Task instructions:
**a.** In the text about cancer prevention below, how many traditionally-living Gabon natives did Dr. Albert Schweitzer study?
**b.** Carry on the text about cancer prevention below from the point where it stops.

Selected text:
Content starts
It is the rare to meet a person these days that doesn't have a concern about cancer. Between the constant headlines, to pink ribbons on everything from planes to phones, to hearing that Aunt Stacy was just diagnosed, it is impossible to not be aware of cancer's presence.
The question is, what are you doing to actually prevent getting a cancer diagnosis? Or if you were diagnosed in the past, that you don't get it again?
Because if you're like most people, you're not doing much in the way of prevention — mostly we just hope we can escape a diagnosis. Don't be fooled into thinking that doing regular mammograms is helping — statistics have clearly shown that the mammogram is being oversold in its value. Women who believe "a mammogram saved my life" have not, in fact, been spared — a study1 published this past October concluded that instead, women are diagnosed early, or over diagnosed. The P.S.A. test, as another example, has also been shown to not save lives, and leads to increased testing and treatments, and needless pain, impotence and incontinence. Additionally, early detection and screening are not prevention, despite how often people confuse the two.
Let's look at a few facts. First, be clear that cancer is a "modern" disease, and that traditional cultures showed little, if any, cancer. Dr. Albert Schweitzer studied over 10,000 traditionally-living Gabon natives in West Africa and never found cancer. Dr. Eugene Payne studied approximately 60,000 people over 25 years in Brazil and Equador and found no incidence of cancer. The Hunza in northern Pakistan, the Inuit Eskimos — all these cultures, back when they ate their traditional diet, basically had no incidence of cancer, and all of these cultures have seen a huge increase, rivaling our own rates, after Western foods like refined oils, refined flours, processed foods and sugar were introduced into their diets.
Secondly, deaths from cancer (the only reliable statistic), have basically stayed unchanged, dropping only 5 percent since 1950 and in some cases rising. Despite the hype in the news, giving people the impression that finding it early means they'll be fine, that even if they have to get treated, the treatments are so effective now. Rates haven't changed for most cancers, and have gone up for lung cancer (substantially, in that case) as well as prostate and breast.2 It is often argued that since we have more testing, we therefore have more diagnoses, but that is exactly why death rates are the only reliable measure.
Thirdly, the screening for cancer leaves quite a bit to be desired, hence the recommendations that mammograms not be done before the age of 50, and after that, only every two years (those recommendations were not taken, but the studies 3 and research clearly support them), or that healthy men forgo a PSA test — because again and again, the screenings lead to more invasive testing and over diagnosis, without any lives being saved. In fact, you have to screen over 1,900 women in their ‘40s for 10 years in order to prevent one death from breast cancer, and in the process you will have generated more than 1,000 false-positive screens. Not to mention having subjected sensitive tissue to cumulative doses of radiation. Dr. Samual Epstein, chairman of the Cancer Prevention Coalition at the University of Illinois Chicago School of Public Health, stated: "If a woman follows the current guidelines for premenopausal screening, over a 10-year period she would receive a total dosage of about 5 rads. This approximates the level of exposure to radiation of a Japanese woman one mile from the epicenter of atom bombs dropped on Hiroshima or Nagasaki."
Content ends
Dataset excerpt:
Content starts
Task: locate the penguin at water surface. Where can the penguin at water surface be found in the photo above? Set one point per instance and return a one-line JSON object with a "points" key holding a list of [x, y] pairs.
Content ends
Answers by item number:
**a.** Over 10,000.

**b.**
I keep mentioning mammograms because they are such a clear example of a screening that people think is effective, is extremely popular and accepted as well as highly marketed, and that people, oddly, think is preventative. But, mammograms find abnormalities that often would not have become cancer, leading to excessive screening and treatments. Let me explain. It's helpful to think of breast cancer in four categories. First, there are the slow-growing cancers that would be found and treated with or without screening. Second, there are the aggressive cancers that are deadly, regardless if they are found early or late. Women in either of these groups are not helped by screening. Then there are innocuous cancers that wouldn't have become anything dangerous, but because it was a dot on a mammogram, it is treated — these women are considered over diagnosed, meaning they are treated unnecessarily and are harmed by screening. Then the last group are the women whose lives are saved by screening, who find a deadly cancer in time for treatment to be effective, but clinical data says this is less than one woman in a thousand screened over 10 years. If you're looking for an alternative to mammograms, you might try thermography, which doesn't have any radiation risk, and can find cancers long before a mammogram.
Where do cancers get their start? Remember that people have abnormal cells quite often, every day — not surprising if you have trillions of cells. Your immune system is designed to manage any abnormalities, which it does until it can't for whatever reason. Triggers that can cause cells to become abnormal and/or cancerous can be narrowed down to these four areas:
Some things may have happened inadvertantly, like radiation exposure you didn't know about or chemicals in drinking water. But many of us do things day after day that stress our systems, like microwave in plastic containers, drink water out of plastic bottles, expose ourselves to chemicals like artificial sweeteners (just because the yellow packet advertises "made from real sugar!" doesn't mean it's not a man-made chemical), eat processed foods (remember, 2% milk is a processed food, low-fat anything is a processed food), and eat way too much sugar and carbohydrates. We don't monitor our vitamin D levels to make sure they're sufficient, we take synthetic supplements that increase our chances of cancers, don't eat enough nutrient-dense food... the list goes on and on.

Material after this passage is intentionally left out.